Exercise prompt — Rewrite all of the rows below, substituting "unmarked objects" for every occurrence of "missed detections" and leaving everything else as it is. Omit the pictures from your answer.

— START OF Data rows —

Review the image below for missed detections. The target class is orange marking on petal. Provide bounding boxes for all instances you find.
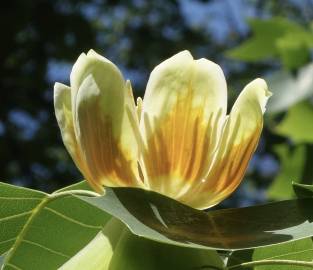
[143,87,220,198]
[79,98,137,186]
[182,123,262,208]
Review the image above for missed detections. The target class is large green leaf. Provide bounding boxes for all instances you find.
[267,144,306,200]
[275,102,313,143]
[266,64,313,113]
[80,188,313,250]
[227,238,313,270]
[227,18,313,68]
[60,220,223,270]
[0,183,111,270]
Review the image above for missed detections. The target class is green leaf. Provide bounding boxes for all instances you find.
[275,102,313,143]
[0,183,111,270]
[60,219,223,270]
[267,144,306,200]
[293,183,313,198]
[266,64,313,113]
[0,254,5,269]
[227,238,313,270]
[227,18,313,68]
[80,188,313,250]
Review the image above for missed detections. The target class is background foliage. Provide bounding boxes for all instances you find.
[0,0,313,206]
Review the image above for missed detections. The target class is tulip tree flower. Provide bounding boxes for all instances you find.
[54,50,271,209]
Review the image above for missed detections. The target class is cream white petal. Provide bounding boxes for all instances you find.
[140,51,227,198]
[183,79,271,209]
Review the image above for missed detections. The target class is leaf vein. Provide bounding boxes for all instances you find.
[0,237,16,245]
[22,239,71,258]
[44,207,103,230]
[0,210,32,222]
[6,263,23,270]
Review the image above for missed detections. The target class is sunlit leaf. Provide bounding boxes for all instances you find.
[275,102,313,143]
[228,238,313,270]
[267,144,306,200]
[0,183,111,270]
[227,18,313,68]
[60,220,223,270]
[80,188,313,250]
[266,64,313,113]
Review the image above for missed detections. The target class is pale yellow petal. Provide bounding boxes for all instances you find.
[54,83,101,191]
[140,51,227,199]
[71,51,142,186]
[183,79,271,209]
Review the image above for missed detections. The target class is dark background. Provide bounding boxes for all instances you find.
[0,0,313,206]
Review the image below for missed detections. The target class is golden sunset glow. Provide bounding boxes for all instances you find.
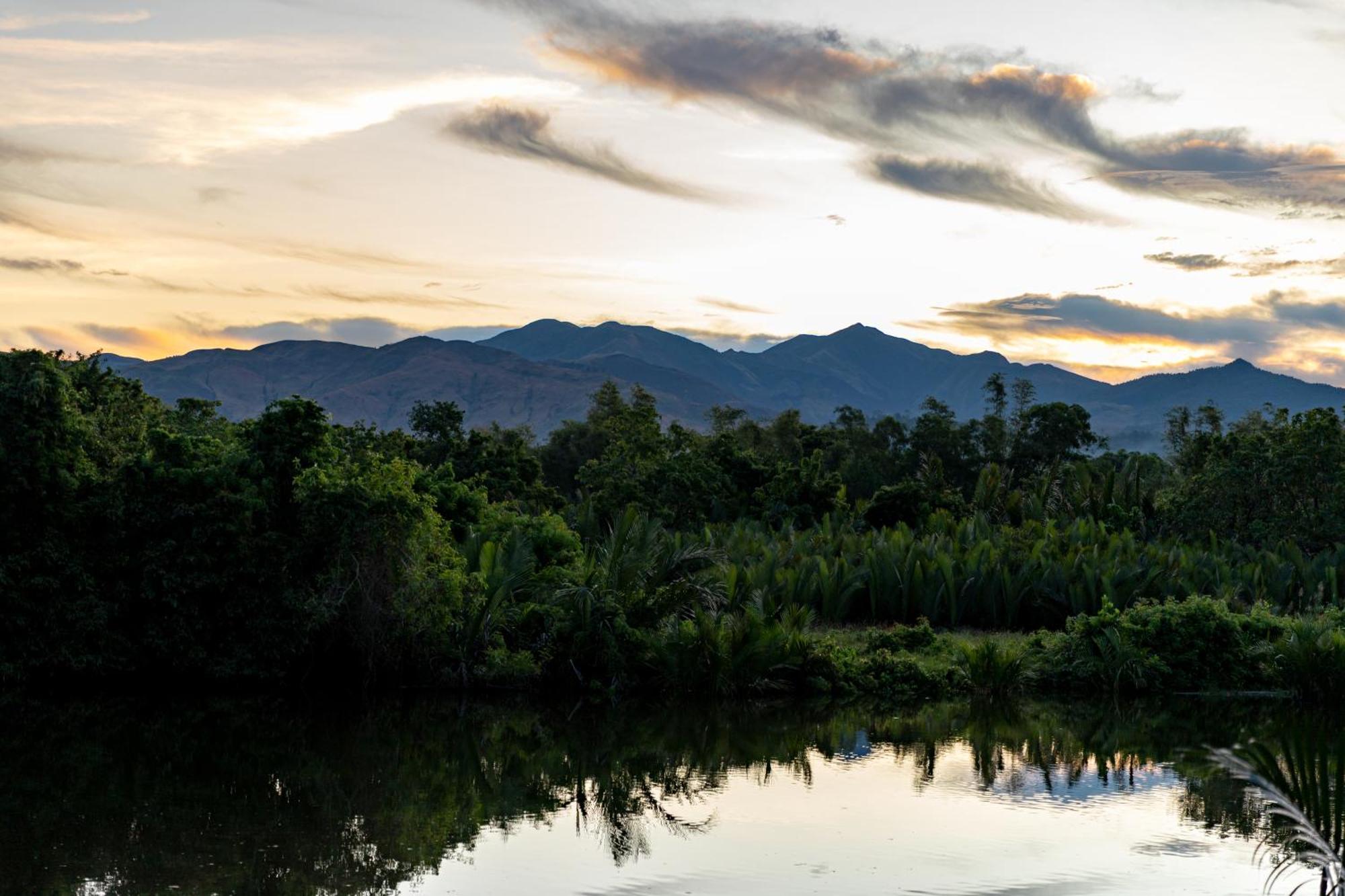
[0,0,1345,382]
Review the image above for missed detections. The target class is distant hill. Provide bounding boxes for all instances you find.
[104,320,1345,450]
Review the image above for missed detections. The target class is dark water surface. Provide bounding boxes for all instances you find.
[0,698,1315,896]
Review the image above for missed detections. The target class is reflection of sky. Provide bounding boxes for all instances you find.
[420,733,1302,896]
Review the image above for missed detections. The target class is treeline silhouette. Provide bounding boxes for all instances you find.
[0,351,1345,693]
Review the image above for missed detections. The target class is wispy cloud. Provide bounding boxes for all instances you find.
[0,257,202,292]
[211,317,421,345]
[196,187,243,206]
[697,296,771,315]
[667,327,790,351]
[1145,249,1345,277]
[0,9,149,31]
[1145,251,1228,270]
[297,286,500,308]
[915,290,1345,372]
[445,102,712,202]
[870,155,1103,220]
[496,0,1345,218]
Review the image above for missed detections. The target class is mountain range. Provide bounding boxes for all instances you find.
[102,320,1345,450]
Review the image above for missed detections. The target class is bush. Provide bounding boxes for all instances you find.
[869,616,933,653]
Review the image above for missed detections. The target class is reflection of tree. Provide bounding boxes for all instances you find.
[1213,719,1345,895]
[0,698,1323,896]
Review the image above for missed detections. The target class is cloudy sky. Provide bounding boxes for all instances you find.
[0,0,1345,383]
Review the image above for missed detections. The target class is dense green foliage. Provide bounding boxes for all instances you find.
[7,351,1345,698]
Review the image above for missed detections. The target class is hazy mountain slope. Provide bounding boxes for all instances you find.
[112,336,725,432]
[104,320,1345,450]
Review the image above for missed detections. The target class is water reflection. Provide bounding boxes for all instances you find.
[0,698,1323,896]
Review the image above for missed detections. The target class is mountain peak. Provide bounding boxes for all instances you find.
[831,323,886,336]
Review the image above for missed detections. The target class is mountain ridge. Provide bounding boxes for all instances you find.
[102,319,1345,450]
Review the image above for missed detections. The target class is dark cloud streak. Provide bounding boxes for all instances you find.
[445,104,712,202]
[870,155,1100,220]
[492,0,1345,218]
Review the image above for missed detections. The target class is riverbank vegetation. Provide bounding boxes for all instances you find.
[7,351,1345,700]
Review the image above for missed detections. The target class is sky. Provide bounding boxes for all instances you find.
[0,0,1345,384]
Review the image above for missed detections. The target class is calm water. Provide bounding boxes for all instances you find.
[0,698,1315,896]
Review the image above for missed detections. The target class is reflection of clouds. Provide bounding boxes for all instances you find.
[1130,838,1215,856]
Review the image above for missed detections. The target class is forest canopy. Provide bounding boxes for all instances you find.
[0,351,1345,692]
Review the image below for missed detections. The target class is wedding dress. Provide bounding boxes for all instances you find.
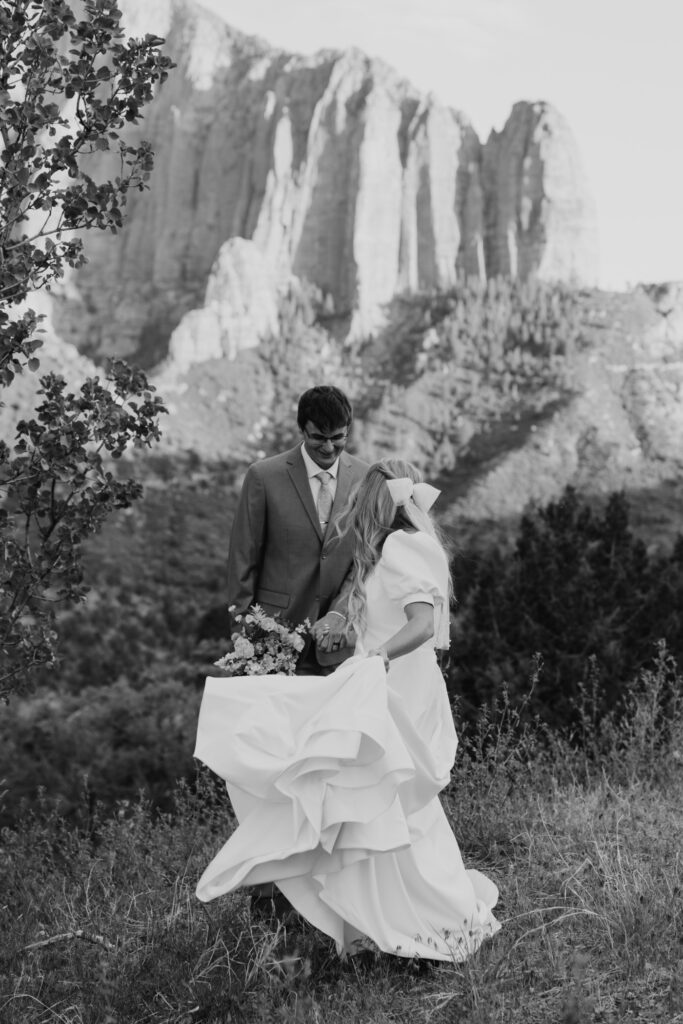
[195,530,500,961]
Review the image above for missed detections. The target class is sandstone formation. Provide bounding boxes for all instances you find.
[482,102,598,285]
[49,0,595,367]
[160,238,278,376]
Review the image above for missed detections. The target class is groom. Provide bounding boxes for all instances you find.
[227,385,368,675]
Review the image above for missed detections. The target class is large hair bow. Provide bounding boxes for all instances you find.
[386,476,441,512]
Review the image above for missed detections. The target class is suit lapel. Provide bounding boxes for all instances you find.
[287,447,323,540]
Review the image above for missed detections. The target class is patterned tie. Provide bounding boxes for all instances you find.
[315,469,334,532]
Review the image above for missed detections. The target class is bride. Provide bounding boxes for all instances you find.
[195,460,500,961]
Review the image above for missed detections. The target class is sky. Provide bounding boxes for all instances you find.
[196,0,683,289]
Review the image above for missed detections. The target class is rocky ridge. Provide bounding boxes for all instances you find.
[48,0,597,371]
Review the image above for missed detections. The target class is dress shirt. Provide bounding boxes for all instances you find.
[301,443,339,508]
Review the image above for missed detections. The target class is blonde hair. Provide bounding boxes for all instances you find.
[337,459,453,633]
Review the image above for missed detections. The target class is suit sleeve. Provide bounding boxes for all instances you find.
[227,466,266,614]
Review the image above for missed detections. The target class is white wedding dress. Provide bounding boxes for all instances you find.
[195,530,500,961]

— END OF Data rows —

Result of the exercise —
Review the image below for unmarked objects. The target class is orange marking on petal. Provide bounding boxes for all instances you find.
[143,87,220,198]
[79,98,137,186]
[182,123,262,208]
Review the image above for unmarked objects. The target class is large green leaf. Provide bounding boxes for all instances you find.
[267,144,306,200]
[275,102,313,143]
[266,64,313,113]
[80,188,313,250]
[227,238,313,270]
[227,18,313,68]
[60,220,223,270]
[0,183,111,270]
Review the image above for unmarked objects. The target class is green leaf. Provide bounding boxes for all instances you find.
[275,102,313,143]
[0,183,111,270]
[60,219,223,270]
[267,144,306,200]
[293,183,313,198]
[266,64,313,113]
[0,254,5,269]
[227,238,313,270]
[227,18,313,68]
[80,188,313,250]
Review the image above for unmarked objects. The target class is background foliage. Provide bounding boxes for all instances you find.
[0,0,313,206]
Review the image above for unmarked objects. The target class is tulip tree flower. Provide bounding boxes for all instances you find.
[54,50,271,209]
Review the image above for unmarked objects. The target class is cream white petal. Provide bounding boxes for all instances you find.
[140,51,227,198]
[183,79,271,209]
Review the image above for unmarked objects. The target class is leaf vein. Provide bounding boxes for all instances you find.
[0,237,16,245]
[22,239,71,258]
[44,207,103,230]
[0,210,32,222]
[6,263,23,270]
Review the image above for unmarked objects. The target class is sunlit leaf. Provide bounding boxes for all instances you find.
[275,102,313,143]
[228,238,313,270]
[267,144,306,200]
[0,183,111,270]
[227,18,313,68]
[60,220,223,270]
[80,188,313,250]
[266,64,313,113]
Review the image above for unmarked objects. The target class is pale yellow petal. Provide bounding boxes for all instances you find.
[54,83,101,191]
[140,51,227,199]
[71,51,142,186]
[183,79,271,209]
Review the image above for unmarked objects. The target class is dark background. Provide bounding boxes for all instances you find.
[0,0,313,206]
Review the image below for unmarked objects. The target class is golden sunset glow. Provide bounding boxes for all instances you find.
[0,0,1345,382]
Review the image above for unmarked objects. The target class is distant hill. Provide bounding boxes for all instances you find.
[104,320,1345,450]
Review the image above for unmarked objects. The target class is dark water surface. Provide bounding boxes for all instances you find.
[0,698,1315,896]
Review the image above for unmarked objects. The target class is reflection of sky. Provide bounding boxes for all instances you find.
[420,733,1302,896]
Review the image above for unmarked objects. The target class is treeline silhouette. Provide bounding boxes for all instances you find.
[0,351,1345,693]
Review the image above for unmarked objects. The target class is wispy cloud. Provide bounding boxes for all instances you find.
[0,257,202,292]
[211,317,421,345]
[196,187,243,206]
[697,296,771,315]
[667,327,790,351]
[1145,249,1345,277]
[0,9,149,31]
[1145,251,1228,270]
[297,286,500,308]
[915,290,1345,372]
[445,102,712,202]
[870,155,1103,220]
[496,0,1345,218]
Review the image above for unmarked objects. The target class is mountain range. Provide bounding boxes for all instances you find.
[102,320,1345,450]
Review the image above for unmarked objects. The target class is bush. Provide bounding boxes for all instances you find.
[869,616,933,653]
Review the image above for unmarked objects. The target class is reflection of tree. Provide bounding boxes for all instances you find.
[1213,719,1345,895]
[0,698,1323,896]
Review the image above for unmarked objects. The target class is cloudy sky. Provide bounding boxes for all instances you find.
[0,0,1345,383]
Review the image above for unmarked objects. The target class is dense green foliage. Provide bounding boxes for all instances you find.
[7,351,1345,698]
Review the image above for unmarked objects. The target class is hazy mountain slope. Provide bounding boxes for all instances you find.
[112,336,725,432]
[104,320,1345,450]
Review the image above for unmarked objects. The target class is water reflection. Provide bounding boxes for all instances you find.
[0,698,1323,896]
Review the image above for unmarked objects. The target class is mountain peak. Provide bounding boxes for all instances you find.
[831,323,886,336]
Review the image above for unmarked objects. The target class is mountain ridge. Provide bounding boxes for all instances you find.
[102,319,1345,450]
Review the image above for unmarked objects. The target class is dark cloud streak. Provide bounding boxes for all instances you find.
[445,104,712,202]
[870,155,1100,220]
[492,0,1345,218]
Review the image above for unmarked objects. The target class is riverbank vegetation. Provide bounding boxes for all instances you find.
[7,351,1345,700]
Review the image above for unmarked objects. The target class is sky. Provide bounding boxes for all instances you find.
[0,0,1345,384]
Review the image above for unmarked objects. The target class is calm water. Provide bounding boxes for all instances you find.
[0,698,1315,896]
Review the image above for unmarked objects. The target class is reflection of clouds. Provide bounding boxes for all instances you find.
[1130,838,1215,856]
Review the image above for unmarked objects. The target class is forest canopy. Provide bounding boxes for all instances you find.
[0,351,1345,692]
Review the image below for unmarked objects. The target class is wedding dress. Provide bounding boxes for all instances you find.
[195,530,500,961]
Review the image above for unmarked objects. The target class is sandstone formation. Provide bounding boxes for all instances you find.
[482,102,598,285]
[49,0,595,367]
[160,238,278,376]
Review the image above for unmarked objects. The target class is groom. Provide bounding boxes for all instances you find.
[227,385,368,675]
Review the image above for unmarked objects. The target class is large hair bow. Provide bounding boxes for all instances you find.
[386,476,441,512]
Review the image above for unmarked objects. The target class is suit lapel. Provide bounding boxes for all instances you find.
[287,447,323,540]
Review the image above for unmarked objects. The target class is patterned tie. Provide bounding boxes for all instances you find.
[315,469,334,532]
Review the image above for unmarked objects. The target class is bride. Provide bounding boxes for all instances you find.
[195,460,500,961]
Review the image above for unmarked objects. The target class is sky. Provide bounding boxes for all instances you find.
[196,0,683,289]
Review the image above for unmarked objects. The target class is rocky ridge. Provide bounding boxes for all instances you find.
[48,0,597,371]
Review the image above for unmarked objects. The target class is dress shirt. Provide bounding boxes for all instances you find.
[301,443,339,508]
Review the image above for unmarked objects. The target class is blonde hair. Provide bounding boxes for all instances you find.
[337,459,453,633]
Review the image above for unmarked objects. The target class is suit sleeve. Provide bounding boxes for all instances you find.
[227,466,266,614]
Review the image above for unmarked objects. The target class is white wedding dress. Provide bounding boxes for all instances you find.
[195,530,500,961]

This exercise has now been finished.